The task calls for each line of the records below in which the word "door" appears.
Segment Start: WORKING DATA
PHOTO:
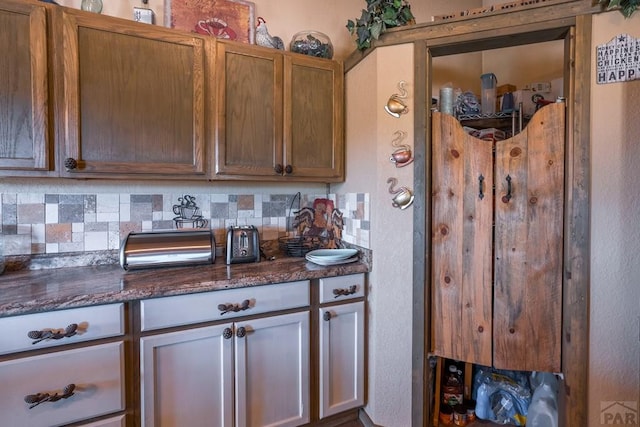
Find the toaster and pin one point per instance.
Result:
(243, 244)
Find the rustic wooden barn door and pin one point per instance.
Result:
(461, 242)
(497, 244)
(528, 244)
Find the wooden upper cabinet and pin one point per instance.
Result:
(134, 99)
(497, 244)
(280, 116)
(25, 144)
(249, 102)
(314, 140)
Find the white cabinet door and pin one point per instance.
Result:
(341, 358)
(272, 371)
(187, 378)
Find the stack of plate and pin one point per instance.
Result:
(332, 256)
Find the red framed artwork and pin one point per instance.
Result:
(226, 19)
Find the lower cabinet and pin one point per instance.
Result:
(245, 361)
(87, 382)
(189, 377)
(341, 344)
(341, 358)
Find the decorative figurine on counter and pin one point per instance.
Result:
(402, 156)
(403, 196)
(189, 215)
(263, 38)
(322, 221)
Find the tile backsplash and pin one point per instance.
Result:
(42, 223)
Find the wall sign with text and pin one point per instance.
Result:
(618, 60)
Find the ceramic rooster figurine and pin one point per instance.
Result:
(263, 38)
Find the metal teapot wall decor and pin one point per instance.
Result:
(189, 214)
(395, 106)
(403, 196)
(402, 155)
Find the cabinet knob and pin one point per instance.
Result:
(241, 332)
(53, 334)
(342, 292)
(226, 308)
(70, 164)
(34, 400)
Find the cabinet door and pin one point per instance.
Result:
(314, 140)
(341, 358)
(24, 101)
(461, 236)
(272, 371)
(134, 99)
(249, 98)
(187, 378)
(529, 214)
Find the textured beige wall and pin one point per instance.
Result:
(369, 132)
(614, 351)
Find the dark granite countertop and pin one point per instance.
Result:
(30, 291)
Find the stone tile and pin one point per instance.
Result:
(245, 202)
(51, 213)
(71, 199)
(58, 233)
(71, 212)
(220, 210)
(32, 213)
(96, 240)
Segment End: WORKING DATA
Segment Start: WORKING DATA
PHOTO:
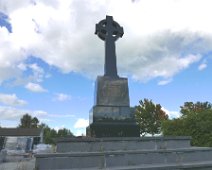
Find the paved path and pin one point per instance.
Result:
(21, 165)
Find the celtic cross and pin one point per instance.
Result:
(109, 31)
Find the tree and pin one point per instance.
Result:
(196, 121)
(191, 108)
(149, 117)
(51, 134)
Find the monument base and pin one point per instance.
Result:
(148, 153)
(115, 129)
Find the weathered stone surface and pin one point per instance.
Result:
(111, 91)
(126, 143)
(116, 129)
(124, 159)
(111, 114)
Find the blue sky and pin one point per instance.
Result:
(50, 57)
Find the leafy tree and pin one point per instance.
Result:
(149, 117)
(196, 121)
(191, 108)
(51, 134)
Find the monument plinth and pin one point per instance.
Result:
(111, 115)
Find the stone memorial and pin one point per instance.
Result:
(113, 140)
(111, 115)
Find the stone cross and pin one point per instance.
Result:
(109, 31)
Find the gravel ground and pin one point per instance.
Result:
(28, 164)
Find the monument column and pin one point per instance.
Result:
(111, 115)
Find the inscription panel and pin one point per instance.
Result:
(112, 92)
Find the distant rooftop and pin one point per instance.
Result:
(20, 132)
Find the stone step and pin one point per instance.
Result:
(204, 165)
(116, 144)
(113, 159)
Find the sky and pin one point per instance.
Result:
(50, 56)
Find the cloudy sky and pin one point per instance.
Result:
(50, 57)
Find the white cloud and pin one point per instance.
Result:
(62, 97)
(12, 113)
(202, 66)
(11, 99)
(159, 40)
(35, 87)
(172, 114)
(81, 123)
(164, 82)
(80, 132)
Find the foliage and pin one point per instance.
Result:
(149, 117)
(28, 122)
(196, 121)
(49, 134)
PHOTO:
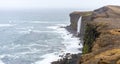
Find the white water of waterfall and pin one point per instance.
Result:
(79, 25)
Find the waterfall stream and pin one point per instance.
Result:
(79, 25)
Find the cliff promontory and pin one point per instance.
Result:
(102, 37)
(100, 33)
Segment End: WORKING DATA
--- SOLUTION TO THIS PROBLEM ---
Find the rustic wooden barn door and pin one point per instance.
Find the white cabinet door and pin one point per instance.
Find the cabinet door and pin one point per instance.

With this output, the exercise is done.